Using the entries below, transcribe exactly the line containing "Where can the wooden cube" and each line that follows it to the end.

[Coordinate annotation records]
=-=-=-=-=
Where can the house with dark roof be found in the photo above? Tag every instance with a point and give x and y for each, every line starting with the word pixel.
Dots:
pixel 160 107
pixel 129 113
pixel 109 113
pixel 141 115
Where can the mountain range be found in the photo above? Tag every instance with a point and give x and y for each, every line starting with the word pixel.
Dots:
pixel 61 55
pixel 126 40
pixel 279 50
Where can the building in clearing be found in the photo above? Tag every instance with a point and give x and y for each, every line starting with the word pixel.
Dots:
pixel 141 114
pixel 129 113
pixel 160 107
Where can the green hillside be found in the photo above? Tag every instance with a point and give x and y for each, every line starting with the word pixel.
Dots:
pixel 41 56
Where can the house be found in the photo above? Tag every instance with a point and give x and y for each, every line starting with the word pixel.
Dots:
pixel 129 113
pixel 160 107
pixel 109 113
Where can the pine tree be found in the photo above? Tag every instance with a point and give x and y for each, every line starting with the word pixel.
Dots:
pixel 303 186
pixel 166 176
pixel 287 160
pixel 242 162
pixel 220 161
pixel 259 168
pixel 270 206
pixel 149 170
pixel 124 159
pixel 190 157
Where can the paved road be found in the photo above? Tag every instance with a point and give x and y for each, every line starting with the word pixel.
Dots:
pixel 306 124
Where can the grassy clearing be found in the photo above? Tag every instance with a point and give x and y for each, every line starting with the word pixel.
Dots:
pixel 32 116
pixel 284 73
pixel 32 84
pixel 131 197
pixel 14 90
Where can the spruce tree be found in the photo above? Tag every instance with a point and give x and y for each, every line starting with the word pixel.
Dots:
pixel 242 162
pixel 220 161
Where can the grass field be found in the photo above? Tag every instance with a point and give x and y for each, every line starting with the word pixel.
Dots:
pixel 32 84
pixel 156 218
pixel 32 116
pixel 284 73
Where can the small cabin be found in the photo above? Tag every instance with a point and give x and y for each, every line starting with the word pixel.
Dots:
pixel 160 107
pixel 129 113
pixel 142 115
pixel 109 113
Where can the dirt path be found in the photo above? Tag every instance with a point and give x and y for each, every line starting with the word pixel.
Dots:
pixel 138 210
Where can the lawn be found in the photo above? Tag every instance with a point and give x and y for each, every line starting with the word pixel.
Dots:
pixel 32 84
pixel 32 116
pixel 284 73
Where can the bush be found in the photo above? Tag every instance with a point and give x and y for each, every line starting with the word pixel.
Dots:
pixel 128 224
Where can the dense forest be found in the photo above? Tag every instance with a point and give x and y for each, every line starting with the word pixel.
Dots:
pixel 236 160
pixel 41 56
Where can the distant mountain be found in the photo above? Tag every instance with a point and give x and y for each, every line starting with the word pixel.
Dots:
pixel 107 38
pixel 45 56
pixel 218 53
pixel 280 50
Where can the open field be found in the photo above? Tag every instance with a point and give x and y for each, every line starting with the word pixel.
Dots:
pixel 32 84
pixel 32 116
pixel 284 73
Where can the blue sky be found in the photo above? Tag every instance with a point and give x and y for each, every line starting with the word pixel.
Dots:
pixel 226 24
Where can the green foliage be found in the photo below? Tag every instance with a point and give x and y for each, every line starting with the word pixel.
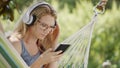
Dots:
pixel 106 35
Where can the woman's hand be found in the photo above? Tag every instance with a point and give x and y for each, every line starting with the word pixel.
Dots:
pixel 49 56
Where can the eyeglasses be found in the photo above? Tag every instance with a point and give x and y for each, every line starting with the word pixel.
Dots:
pixel 44 26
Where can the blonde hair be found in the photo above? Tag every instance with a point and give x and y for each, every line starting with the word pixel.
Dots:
pixel 40 11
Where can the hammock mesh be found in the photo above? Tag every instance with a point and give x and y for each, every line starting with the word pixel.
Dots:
pixel 77 54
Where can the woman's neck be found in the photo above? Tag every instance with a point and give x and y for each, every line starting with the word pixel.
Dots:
pixel 29 38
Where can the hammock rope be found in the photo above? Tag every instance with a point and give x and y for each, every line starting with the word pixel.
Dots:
pixel 77 54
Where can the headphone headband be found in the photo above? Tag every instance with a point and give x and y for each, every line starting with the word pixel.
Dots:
pixel 27 18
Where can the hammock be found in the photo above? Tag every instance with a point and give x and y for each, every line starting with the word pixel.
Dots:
pixel 9 58
pixel 77 54
pixel 75 57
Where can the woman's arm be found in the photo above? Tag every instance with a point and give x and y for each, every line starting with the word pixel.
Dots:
pixel 48 57
pixel 1 28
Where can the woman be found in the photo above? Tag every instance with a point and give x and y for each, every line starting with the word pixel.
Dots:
pixel 35 37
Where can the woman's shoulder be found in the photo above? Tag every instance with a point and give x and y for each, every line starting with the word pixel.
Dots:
pixel 16 43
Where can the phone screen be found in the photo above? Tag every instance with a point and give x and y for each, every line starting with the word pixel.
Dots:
pixel 62 47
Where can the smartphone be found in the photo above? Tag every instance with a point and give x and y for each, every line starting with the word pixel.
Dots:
pixel 62 47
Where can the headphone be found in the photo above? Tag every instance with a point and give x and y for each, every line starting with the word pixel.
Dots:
pixel 30 19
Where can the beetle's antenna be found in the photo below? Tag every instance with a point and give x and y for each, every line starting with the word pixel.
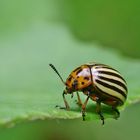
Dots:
pixel 53 67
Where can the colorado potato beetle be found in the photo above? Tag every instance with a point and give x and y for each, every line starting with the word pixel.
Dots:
pixel 99 82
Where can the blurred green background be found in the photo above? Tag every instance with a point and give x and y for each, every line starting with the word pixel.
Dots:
pixel 23 25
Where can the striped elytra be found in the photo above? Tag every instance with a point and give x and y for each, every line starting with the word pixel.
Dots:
pixel 100 83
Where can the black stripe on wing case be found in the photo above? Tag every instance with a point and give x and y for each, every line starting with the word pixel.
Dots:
pixel 113 81
pixel 111 73
pixel 111 87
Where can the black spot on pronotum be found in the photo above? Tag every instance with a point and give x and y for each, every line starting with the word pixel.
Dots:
pixel 86 78
pixel 78 71
pixel 69 79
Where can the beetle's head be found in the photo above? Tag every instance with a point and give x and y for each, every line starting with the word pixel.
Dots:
pixel 68 89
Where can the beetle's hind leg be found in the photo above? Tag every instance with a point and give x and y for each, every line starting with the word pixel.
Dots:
pixel 67 107
pixel 84 108
pixel 117 115
pixel 78 101
pixel 98 110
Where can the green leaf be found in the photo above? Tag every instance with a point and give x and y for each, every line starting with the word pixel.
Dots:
pixel 30 90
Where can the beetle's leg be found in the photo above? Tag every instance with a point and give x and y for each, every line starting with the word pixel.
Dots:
pixel 117 112
pixel 79 102
pixel 65 101
pixel 84 108
pixel 98 110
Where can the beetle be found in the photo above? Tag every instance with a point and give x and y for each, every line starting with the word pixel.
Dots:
pixel 99 82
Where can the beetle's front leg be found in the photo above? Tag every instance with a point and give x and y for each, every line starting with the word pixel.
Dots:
pixel 117 112
pixel 84 107
pixel 98 110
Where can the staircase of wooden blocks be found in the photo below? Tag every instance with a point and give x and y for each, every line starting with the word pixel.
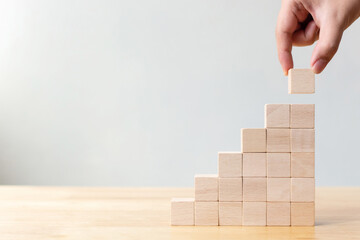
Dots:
pixel 270 183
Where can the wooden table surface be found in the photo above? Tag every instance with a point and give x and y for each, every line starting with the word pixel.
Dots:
pixel 143 213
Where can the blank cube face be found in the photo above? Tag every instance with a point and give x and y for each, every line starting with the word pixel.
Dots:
pixel 230 165
pixel 206 187
pixel 230 189
pixel 253 140
pixel 302 189
pixel 278 189
pixel 182 211
pixel 254 189
pixel 302 165
pixel 254 213
pixel 277 115
pixel 278 164
pixel 206 213
pixel 278 140
pixel 302 116
pixel 230 213
pixel 254 164
pixel 302 140
pixel 302 214
pixel 301 81
pixel 278 214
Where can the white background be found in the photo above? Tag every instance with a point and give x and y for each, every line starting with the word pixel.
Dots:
pixel 145 93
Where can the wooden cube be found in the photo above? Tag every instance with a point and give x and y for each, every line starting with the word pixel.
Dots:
pixel 230 189
pixel 206 213
pixel 301 81
pixel 278 140
pixel 302 140
pixel 278 214
pixel 278 189
pixel 230 164
pixel 182 211
pixel 254 164
pixel 253 140
pixel 278 164
pixel 302 189
pixel 303 214
pixel 254 189
pixel 277 115
pixel 206 187
pixel 302 165
pixel 254 213
pixel 302 116
pixel 230 213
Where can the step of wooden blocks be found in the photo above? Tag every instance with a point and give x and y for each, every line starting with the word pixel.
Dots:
pixel 301 81
pixel 182 211
pixel 253 140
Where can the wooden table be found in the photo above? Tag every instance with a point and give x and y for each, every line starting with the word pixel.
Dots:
pixel 143 213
=-=-=-=-=
--- CORRECT ANSWER ---
Where can the wooden cube be found in the photo above? Tag every instance with a point and give x and y for each, every line starting with the word pixel.
Dots:
pixel 230 189
pixel 206 213
pixel 301 81
pixel 278 140
pixel 302 140
pixel 278 214
pixel 278 189
pixel 230 164
pixel 182 211
pixel 254 164
pixel 253 140
pixel 278 164
pixel 302 189
pixel 303 214
pixel 254 189
pixel 277 115
pixel 206 187
pixel 302 165
pixel 254 213
pixel 302 116
pixel 230 213
Where can the step of wooden blocks be found in the photo above? Tag every instance with a point and give x and y for each, every line starting with the word pixel.
Dots:
pixel 301 81
pixel 182 211
pixel 253 140
Where can the wooden table be found in the photo above? Tag every instance with a point and give x and y for each, every line starting with the word pixel.
Dots:
pixel 143 213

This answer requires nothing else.